- _About this task_:
Take the entries that follow and return exactly the lines from the one holding "of the jagged" through the one holding "the red rock", both included. Nothing else is needed.

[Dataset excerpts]
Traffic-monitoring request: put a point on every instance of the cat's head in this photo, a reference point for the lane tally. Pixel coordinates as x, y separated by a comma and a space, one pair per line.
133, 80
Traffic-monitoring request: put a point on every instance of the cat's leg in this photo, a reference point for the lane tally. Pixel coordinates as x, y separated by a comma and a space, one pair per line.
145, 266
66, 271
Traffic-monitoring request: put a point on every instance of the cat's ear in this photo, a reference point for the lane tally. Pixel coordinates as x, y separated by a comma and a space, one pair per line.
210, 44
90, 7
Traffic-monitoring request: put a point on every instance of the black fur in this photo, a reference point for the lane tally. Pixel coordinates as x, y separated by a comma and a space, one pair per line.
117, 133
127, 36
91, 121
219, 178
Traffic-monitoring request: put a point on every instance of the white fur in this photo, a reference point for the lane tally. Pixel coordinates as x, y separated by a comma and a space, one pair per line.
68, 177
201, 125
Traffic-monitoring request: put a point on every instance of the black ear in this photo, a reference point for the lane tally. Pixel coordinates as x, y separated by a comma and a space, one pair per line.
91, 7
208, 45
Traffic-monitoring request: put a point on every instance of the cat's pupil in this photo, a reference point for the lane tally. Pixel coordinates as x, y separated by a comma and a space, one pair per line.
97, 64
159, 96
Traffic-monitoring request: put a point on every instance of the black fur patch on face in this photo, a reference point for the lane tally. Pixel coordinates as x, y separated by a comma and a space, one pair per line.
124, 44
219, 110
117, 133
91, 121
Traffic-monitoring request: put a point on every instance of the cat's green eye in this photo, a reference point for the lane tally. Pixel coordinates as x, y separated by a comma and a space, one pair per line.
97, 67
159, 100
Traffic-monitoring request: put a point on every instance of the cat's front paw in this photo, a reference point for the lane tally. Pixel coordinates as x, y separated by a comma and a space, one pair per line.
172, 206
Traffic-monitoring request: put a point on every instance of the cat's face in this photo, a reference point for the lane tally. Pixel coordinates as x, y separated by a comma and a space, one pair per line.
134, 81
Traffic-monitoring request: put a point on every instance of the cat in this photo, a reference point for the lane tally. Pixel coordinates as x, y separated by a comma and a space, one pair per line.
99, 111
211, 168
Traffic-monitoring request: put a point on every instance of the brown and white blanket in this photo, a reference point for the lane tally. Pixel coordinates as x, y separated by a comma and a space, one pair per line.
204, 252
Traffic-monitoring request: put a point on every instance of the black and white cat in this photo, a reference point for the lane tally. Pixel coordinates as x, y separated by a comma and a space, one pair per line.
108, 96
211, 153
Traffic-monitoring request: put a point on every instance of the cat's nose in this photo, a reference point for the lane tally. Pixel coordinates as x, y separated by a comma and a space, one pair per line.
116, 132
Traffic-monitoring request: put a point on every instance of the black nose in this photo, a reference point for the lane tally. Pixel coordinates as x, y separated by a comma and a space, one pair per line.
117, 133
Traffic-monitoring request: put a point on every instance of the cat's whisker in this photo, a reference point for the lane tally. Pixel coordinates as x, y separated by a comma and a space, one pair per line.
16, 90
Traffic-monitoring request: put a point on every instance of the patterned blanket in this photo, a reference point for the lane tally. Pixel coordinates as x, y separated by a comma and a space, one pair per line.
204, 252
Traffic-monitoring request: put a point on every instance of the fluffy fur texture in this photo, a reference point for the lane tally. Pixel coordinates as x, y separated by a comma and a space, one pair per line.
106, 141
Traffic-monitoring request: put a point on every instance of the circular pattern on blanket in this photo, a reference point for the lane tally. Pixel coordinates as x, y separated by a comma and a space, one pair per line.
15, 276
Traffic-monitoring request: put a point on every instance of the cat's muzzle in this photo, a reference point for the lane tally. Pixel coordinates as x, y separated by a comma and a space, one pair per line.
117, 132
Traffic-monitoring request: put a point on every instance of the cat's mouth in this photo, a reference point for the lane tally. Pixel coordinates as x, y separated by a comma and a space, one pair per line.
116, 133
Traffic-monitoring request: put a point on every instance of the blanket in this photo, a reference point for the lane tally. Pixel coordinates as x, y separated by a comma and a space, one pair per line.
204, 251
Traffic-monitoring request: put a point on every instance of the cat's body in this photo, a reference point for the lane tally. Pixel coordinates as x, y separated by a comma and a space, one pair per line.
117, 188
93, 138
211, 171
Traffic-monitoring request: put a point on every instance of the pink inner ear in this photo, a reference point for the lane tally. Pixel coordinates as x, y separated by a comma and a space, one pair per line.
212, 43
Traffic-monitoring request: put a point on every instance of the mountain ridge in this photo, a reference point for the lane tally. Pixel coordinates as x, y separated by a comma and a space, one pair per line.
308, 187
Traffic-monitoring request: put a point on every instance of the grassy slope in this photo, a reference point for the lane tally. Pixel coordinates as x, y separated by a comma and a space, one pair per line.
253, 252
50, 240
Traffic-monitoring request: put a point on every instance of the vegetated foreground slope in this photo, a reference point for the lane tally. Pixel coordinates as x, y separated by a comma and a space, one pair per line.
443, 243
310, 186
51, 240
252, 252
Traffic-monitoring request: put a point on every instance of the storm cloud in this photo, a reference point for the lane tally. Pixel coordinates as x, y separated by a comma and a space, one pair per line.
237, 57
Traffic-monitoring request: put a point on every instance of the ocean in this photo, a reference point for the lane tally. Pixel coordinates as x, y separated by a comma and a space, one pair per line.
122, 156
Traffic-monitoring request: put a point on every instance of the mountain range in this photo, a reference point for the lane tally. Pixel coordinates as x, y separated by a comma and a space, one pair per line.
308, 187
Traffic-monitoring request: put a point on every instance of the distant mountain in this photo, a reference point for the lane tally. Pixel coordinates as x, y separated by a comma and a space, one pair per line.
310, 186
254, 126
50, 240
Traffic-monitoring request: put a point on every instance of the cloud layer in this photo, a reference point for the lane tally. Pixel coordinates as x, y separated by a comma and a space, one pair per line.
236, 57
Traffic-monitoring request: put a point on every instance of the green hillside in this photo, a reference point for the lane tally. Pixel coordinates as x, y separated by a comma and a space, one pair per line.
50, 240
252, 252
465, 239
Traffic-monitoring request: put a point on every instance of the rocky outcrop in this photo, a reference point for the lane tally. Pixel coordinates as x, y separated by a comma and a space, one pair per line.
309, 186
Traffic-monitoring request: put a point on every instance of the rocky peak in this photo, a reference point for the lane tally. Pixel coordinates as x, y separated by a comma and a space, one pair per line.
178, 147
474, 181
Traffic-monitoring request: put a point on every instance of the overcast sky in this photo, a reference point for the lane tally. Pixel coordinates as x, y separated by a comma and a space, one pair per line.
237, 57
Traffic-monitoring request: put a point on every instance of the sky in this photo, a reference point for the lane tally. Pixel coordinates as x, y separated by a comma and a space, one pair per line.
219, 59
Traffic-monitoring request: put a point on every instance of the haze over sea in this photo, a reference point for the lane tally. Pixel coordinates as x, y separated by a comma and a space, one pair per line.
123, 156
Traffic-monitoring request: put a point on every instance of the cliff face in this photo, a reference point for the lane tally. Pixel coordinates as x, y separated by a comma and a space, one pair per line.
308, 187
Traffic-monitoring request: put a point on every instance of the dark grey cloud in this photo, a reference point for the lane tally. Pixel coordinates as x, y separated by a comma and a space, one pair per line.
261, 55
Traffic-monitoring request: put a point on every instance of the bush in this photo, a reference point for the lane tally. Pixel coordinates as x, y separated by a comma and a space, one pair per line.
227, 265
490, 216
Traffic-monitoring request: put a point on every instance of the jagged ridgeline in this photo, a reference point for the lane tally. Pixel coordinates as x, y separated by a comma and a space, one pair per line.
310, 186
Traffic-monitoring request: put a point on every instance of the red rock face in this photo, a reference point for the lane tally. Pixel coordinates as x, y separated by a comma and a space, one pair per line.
...
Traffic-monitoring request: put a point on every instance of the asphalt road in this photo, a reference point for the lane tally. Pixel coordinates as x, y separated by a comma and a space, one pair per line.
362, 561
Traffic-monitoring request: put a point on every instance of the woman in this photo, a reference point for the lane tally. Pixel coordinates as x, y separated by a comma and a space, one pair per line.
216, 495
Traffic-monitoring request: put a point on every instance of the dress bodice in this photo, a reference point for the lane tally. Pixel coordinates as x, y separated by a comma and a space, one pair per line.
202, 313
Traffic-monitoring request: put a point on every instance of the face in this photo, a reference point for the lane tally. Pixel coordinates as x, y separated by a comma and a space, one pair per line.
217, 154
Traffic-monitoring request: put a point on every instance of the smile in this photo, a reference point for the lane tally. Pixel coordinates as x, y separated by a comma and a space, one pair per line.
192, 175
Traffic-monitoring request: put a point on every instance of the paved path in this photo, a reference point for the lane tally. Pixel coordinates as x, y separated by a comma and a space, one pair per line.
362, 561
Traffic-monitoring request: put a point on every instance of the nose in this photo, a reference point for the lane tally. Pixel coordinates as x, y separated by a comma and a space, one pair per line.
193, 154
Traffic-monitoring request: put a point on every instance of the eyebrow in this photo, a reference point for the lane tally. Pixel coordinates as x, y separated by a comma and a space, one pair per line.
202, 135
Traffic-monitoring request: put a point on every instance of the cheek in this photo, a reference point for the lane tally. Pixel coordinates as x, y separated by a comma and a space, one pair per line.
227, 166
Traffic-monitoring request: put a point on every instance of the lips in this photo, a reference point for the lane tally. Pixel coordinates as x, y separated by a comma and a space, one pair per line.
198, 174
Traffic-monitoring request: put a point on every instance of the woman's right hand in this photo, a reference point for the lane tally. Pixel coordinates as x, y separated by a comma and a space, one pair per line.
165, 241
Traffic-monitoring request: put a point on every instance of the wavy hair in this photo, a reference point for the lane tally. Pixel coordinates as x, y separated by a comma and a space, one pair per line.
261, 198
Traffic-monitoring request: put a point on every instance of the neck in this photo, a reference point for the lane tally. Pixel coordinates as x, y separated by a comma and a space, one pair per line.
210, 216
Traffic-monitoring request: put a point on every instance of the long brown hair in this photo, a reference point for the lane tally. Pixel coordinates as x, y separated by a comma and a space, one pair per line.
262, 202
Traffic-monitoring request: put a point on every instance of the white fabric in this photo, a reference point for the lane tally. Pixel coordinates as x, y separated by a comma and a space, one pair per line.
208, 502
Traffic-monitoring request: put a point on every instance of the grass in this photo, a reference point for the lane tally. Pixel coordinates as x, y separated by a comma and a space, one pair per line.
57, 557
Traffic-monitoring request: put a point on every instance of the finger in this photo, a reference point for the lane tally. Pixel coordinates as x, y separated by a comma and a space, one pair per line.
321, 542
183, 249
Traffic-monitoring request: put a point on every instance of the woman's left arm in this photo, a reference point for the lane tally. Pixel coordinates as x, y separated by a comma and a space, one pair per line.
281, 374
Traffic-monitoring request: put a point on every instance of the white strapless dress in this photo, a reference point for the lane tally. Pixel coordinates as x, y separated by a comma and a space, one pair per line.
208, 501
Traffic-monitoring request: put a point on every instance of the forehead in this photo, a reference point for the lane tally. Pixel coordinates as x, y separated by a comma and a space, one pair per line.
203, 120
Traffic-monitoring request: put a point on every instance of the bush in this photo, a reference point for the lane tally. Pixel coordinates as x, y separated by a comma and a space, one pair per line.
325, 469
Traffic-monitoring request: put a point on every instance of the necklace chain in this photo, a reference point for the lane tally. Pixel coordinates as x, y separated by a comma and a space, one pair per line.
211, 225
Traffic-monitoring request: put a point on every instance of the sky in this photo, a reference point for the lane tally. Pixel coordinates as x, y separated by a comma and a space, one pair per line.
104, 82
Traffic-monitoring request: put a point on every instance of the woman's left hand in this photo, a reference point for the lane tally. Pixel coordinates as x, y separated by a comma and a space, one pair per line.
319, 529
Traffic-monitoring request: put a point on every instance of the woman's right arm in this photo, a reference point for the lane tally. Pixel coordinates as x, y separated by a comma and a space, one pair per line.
...
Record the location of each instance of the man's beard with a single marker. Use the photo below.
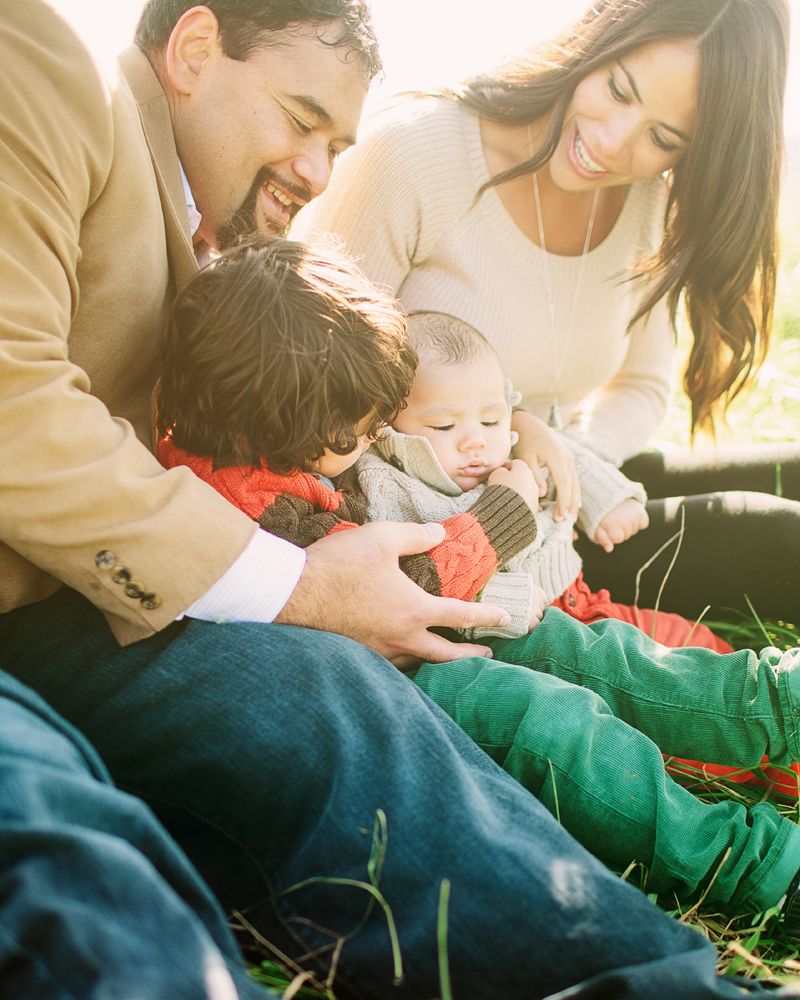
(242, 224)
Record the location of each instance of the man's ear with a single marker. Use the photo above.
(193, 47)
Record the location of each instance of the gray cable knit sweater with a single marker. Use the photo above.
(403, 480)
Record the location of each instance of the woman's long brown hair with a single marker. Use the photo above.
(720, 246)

- _Result of the task_:
Traffic-monitoring request: put a point on every instance of the jagged ridgeline in this photo, a reference point for the lane tally. Pixel coordinates as x, y separated by a comma and a space, one pair per line.
310, 186
Traffic-monitoring request: put a point on every instance of the red rock face in this photo, a reference point for the lane tally. Pixel coordinates as x, y separated by a comma and a space, one pair per line.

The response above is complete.